→ **TRECHO DO DOCUMENTO**
========

Crônica de Luiz Carlos Facó
Da noite já era amigo
desde a adolescência. Habitualmente, nele encontrava os melhores momentos para
meditar, estudar, ler. Ela me inspirava, excitava. Éramos cumplices. Dando-me tanto,
só podia retribuir-lhe com o meu amor. Pressentia no seu silêncio, uma oração,
nos seus gemidos, um pedido. Qual? Quisera saber para atendê-la.
Aos
dezessete anos era liberto. Recebi de meus pais a chave da porta de casa. Em um
costume reproduzido por gerações para emancipar os filhos do sexo masculino e
dizer-lhes, de maneira indireta, vocês se tornaram homens. Estão aptos a tomar
decisões. Têm responsabilidade. Usem-na sem economizar. Confiamos no critério
que possuem para conduzir suas ações. Não nos decepcionem. Numa tradição que
subtraía daquele ato o simples formalismo para imergi-lo no simbolismo.
Com as
filhas o processo tinha perfil análogo, embora se revestisse de grande pompa.

========

→ **PEDIDOS**
a) Reescreva a parte da crônica que começa nas palavras "Crônica de Luiz" e termina depois de "imergi-lo no simbolismo.", pondo "dezoito" no lugar de "dezessete".
b) Escreva a continuação da crônica de Luiz Carlos Facó, partindo da última frase apresentada.
Os registros provêm de uma fonte diferente da crônica.

========

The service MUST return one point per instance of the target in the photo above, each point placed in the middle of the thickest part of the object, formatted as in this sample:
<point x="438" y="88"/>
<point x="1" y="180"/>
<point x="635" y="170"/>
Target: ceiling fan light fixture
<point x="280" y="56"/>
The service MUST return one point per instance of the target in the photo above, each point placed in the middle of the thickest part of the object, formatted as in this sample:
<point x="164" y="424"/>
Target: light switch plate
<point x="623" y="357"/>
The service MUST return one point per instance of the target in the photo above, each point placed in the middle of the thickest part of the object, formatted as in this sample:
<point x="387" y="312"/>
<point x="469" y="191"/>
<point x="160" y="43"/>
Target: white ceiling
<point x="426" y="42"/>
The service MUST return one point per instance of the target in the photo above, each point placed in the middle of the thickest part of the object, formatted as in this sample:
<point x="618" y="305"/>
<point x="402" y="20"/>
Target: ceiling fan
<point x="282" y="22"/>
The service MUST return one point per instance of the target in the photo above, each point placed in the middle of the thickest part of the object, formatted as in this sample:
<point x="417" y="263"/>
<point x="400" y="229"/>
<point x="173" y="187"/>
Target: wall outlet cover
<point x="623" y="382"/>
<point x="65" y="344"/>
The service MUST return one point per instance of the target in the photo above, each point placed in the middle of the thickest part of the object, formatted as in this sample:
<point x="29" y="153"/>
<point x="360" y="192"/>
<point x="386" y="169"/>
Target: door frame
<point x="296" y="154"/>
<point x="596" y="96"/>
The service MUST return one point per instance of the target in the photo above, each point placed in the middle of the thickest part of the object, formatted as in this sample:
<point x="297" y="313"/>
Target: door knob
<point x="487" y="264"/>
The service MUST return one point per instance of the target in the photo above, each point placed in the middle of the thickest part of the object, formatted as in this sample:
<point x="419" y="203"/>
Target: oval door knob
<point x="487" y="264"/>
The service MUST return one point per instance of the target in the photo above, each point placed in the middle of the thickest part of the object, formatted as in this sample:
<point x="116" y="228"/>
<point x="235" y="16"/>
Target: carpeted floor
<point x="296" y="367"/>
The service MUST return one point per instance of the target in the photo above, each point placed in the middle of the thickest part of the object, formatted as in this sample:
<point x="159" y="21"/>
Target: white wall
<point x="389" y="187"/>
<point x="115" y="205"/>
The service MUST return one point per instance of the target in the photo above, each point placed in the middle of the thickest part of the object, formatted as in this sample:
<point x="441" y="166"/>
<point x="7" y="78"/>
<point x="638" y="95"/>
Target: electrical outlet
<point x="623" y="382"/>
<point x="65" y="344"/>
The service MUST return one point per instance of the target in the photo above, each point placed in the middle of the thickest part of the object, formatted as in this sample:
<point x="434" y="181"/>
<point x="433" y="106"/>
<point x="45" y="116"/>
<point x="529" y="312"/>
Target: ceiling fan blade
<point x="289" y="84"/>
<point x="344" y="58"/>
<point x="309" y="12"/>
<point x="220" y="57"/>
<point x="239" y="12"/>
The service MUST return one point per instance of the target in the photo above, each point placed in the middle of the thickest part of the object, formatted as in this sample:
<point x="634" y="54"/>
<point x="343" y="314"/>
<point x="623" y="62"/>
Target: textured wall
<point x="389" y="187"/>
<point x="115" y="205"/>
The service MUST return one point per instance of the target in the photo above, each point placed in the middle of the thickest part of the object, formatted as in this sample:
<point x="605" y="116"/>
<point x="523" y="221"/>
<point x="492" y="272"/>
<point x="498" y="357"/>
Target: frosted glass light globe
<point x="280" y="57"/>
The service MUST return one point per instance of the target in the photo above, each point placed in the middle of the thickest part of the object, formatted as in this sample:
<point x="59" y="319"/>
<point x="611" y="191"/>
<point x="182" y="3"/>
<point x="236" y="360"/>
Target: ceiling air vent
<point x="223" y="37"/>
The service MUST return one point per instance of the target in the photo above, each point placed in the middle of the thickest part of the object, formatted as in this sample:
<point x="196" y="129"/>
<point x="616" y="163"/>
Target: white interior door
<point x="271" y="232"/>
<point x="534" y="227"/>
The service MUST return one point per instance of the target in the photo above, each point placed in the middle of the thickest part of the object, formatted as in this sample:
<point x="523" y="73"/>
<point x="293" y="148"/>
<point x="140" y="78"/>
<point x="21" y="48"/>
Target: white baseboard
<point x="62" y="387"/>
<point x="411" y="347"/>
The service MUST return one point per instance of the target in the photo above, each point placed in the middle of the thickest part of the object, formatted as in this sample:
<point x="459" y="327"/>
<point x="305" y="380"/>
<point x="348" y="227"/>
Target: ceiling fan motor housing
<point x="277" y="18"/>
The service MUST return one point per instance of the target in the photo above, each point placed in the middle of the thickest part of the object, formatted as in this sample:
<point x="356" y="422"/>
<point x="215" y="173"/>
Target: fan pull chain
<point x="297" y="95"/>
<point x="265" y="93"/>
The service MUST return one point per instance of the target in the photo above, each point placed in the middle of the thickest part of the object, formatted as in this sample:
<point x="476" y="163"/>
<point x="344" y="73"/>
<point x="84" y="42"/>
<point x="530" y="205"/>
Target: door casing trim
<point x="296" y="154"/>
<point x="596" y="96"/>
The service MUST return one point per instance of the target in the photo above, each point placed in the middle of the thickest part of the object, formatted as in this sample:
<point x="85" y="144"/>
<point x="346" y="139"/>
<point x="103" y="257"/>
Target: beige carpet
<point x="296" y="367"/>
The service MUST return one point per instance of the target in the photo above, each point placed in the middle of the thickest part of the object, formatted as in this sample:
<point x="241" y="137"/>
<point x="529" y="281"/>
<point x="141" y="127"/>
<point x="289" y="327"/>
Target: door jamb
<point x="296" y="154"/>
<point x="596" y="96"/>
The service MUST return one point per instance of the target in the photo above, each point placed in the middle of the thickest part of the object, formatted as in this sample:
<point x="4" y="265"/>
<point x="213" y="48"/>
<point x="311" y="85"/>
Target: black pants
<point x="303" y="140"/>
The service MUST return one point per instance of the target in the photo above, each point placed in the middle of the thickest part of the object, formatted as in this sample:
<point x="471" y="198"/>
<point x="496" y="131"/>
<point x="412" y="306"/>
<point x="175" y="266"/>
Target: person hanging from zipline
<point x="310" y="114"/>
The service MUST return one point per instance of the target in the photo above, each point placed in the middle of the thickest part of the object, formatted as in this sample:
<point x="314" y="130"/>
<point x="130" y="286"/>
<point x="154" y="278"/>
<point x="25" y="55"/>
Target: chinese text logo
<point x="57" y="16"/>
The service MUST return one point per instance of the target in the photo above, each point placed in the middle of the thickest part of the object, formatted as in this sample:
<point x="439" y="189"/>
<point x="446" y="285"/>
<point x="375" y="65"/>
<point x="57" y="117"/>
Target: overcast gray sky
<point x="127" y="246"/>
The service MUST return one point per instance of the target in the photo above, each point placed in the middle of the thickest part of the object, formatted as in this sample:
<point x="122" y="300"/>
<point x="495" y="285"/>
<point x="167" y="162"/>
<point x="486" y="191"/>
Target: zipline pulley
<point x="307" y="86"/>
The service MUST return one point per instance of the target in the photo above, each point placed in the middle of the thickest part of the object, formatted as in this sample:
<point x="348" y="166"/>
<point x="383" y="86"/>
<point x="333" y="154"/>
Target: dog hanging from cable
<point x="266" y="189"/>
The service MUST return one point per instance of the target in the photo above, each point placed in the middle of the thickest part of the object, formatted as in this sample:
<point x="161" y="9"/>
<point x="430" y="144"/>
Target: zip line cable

========

→ **LISTA DE RESPOSTAS**
a)
Crônica de Luiz Carlos Facó
Da noite já era amigo
desde a adolescência. Habitualmente, nele encontrava os melhores momentos para
meditar, estudar, ler. Ela me inspirava, excitava. Éramos cumplices. Dando-me tanto,
só podia retribuir-lhe com o meu amor. Pressentia no seu silêncio, uma oração,
nos seus gemidos, um pedido. Qual? Quisera saber para atendê-la.
Aos
dezoito anos era liberto. Recebi de meus pais a chave da porta de casa. Em um
costume reproduzido por gerações para emancipar os filhos do sexo masculino e
dizer-lhes, de maneira indireta, vocês se tornaram homens. Estão aptos a tomar
decisões. Têm responsabilidade. Usem-na sem economizar. Confiamos no critério
que possuem para conduzir suas ações. Não nos decepcionem. Numa tradição que
subtraía daquele ato o simples formalismo para imergi-lo no simbolismo.

b)
Os pais apresentavam-nas, ao atingirem quinze anos, após a menarca, em
suntuosas festas, à sociedade, movidos pelos mesmos sentimentos daqueles que
isentaram da tutela os seus mancebos.
Carlos Bastos
Hoje tudo
mudou. O baile da debutante em muitos casos foi substituído por um passeio a
Miami. Ou pela promessa de um carro como presente, tão logo a mocinha se
habilite como motorista. As chaves da
casa são entregues aos filhos como expressão de um processo corriqueiro e
prático. Desapareceu aquela conotação simbólica. A modernidade, insolitamente,
num anto antropofágico, deglutiu aqueles valores até então reverenciados.
Feitas estas
considerações, quiçá desnecessárias, mas retratos de épocas, voltemos ao
principal.
Da noite já
era amigo desde a adolescência. Habitualmente, nele encontrava os melhores
momentos para meditar, estudar, ler. Ela me inspirava, excitava. Éramos
cumplices. Dando-me tanto, só podia retribuir-lhe com o meu amor. Pressentia no
seu silêncio, uma oração, nos seus gemidos, um pedido. Qual? Quisera saber para
atendê-la. Nem as suas sombras projetando fantasmagorias, assustava-me.
Tomava-as como uma de suas brincadeiras. Misteriosa nunca foi para mim.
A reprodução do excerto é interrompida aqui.